What the task requires →
Locate each line in the rows below that contains the word "segment" and copy every such line in full. Treat the match as case-sensitive.

Start Recorded information

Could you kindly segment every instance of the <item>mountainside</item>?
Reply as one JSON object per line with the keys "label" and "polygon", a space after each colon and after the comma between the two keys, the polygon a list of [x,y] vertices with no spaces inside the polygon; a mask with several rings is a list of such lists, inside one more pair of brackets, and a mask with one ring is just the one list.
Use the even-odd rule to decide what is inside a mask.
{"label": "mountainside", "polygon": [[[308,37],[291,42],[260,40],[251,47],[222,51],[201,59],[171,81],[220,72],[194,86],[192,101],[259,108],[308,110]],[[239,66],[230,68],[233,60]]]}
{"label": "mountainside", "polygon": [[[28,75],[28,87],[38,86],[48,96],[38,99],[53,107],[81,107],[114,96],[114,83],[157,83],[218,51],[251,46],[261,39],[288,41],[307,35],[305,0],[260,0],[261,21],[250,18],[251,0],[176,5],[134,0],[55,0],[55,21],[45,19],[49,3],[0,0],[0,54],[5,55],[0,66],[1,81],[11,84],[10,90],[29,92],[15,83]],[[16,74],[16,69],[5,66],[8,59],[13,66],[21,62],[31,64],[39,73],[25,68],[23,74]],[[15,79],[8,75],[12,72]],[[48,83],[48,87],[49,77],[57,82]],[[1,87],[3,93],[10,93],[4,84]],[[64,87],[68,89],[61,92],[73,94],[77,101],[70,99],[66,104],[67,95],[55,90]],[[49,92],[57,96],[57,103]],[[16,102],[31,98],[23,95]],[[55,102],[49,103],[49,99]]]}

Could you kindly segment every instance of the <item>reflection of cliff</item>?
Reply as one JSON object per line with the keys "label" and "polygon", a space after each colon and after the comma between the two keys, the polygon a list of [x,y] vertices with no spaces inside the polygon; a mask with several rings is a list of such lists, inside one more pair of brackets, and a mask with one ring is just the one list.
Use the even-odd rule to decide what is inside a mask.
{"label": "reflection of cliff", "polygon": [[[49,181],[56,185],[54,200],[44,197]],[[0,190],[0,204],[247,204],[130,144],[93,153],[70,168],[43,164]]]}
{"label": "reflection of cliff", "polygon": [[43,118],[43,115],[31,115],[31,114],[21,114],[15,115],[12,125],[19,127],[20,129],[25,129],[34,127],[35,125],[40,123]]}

End Recorded information

Reply to the exercise →
Could you kindly segment every instance of the <item>mountainside</item>?
Could you kindly segment every instance of the <item>reflection of cliff</item>?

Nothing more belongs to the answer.